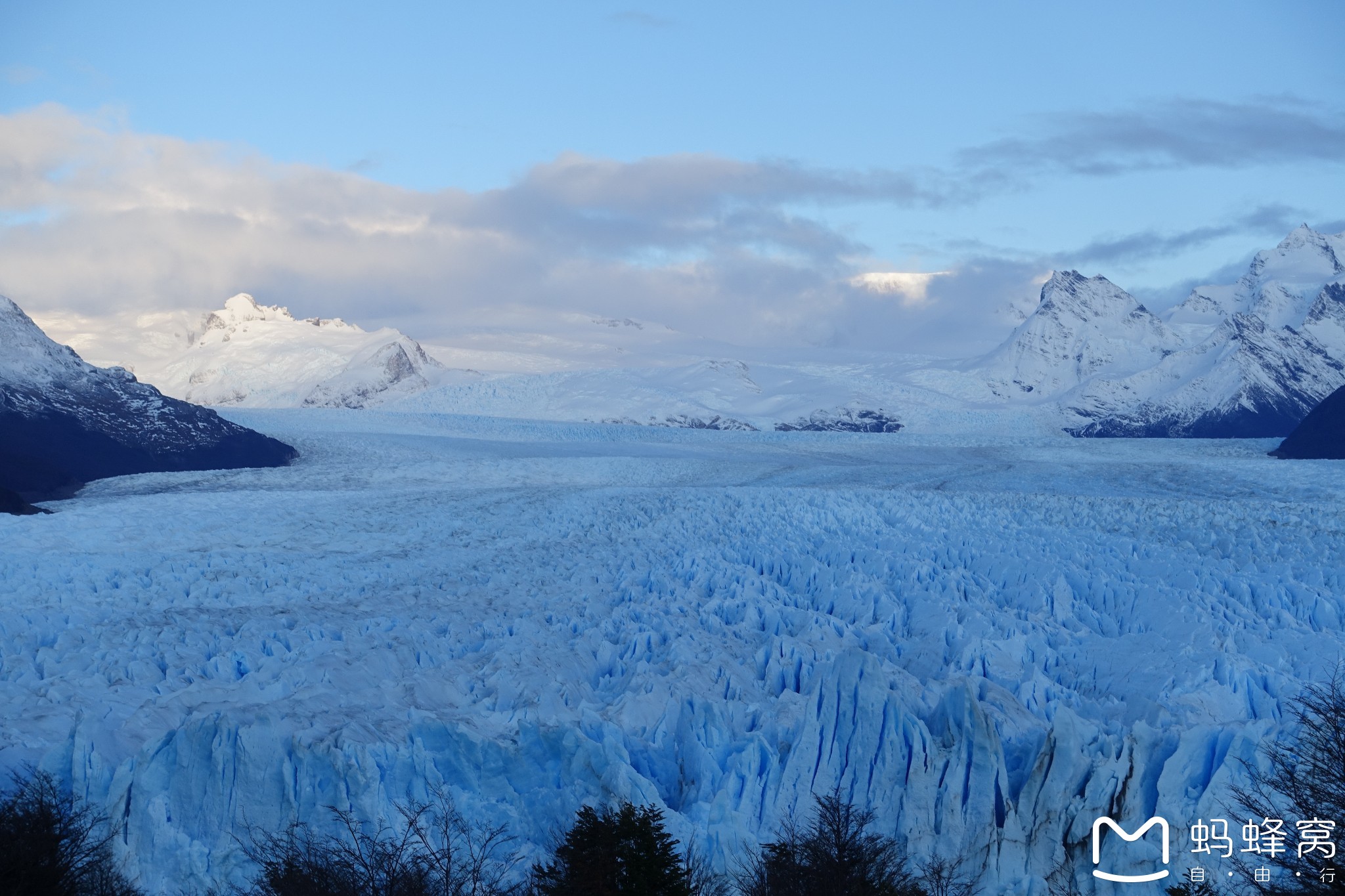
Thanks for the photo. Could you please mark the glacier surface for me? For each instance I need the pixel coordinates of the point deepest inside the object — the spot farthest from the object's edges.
(990, 640)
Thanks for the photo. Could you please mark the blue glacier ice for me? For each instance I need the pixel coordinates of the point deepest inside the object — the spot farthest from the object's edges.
(989, 640)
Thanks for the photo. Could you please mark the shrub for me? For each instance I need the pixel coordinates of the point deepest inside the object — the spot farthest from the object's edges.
(1301, 779)
(433, 851)
(835, 855)
(51, 844)
(615, 852)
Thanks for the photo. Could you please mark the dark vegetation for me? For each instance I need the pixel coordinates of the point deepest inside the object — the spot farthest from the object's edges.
(54, 845)
(1301, 779)
(1321, 435)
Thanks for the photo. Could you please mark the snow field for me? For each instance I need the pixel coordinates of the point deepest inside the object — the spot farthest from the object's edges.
(990, 641)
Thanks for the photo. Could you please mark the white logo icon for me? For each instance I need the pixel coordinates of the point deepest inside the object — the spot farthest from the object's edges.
(1129, 839)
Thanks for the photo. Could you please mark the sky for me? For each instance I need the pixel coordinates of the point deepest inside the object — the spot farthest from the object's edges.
(725, 168)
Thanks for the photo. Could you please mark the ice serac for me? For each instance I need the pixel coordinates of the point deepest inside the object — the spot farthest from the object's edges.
(255, 355)
(65, 422)
(1083, 328)
(1321, 436)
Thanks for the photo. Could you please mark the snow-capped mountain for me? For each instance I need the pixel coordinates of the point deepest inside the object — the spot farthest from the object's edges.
(1248, 359)
(1084, 328)
(65, 422)
(255, 355)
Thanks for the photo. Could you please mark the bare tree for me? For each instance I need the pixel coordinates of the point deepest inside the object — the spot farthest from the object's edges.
(54, 844)
(1063, 880)
(835, 855)
(942, 876)
(432, 852)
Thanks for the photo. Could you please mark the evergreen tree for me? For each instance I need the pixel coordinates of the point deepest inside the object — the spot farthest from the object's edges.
(615, 852)
(837, 855)
(51, 844)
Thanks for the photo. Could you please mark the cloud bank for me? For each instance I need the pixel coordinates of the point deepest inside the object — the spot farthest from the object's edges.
(99, 219)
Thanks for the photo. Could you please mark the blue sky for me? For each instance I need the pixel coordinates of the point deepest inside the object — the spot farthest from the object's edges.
(1155, 142)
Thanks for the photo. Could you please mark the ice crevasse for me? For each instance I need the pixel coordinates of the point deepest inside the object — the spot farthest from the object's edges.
(988, 644)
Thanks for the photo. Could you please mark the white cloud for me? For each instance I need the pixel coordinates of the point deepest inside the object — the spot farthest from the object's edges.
(912, 286)
(100, 221)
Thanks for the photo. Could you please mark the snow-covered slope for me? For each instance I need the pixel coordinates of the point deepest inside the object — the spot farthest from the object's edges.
(988, 641)
(1243, 359)
(260, 356)
(65, 422)
(1258, 355)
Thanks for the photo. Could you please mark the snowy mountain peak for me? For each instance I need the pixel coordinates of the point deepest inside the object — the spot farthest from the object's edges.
(1304, 257)
(1279, 286)
(257, 355)
(242, 309)
(30, 354)
(1083, 327)
(1087, 297)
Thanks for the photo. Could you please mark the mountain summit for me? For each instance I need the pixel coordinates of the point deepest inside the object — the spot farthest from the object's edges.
(257, 355)
(1239, 360)
(65, 422)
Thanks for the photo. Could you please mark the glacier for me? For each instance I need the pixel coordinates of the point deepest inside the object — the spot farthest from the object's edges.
(989, 639)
▬▬▬▬▬▬
EXERCISE OBJECTIVE -
Reproduce, word for word, everything from the line containing "Thanks for the photo. Could you please mark the glacier for" down through the end of the listing.

EXERCISE OUTPUT -
Thanks for the photo. Could you please mark the glacier for me? For each instance I need the pixel coordinates of the point deepest inside the object — the spot farthest from the object's edges.
(989, 639)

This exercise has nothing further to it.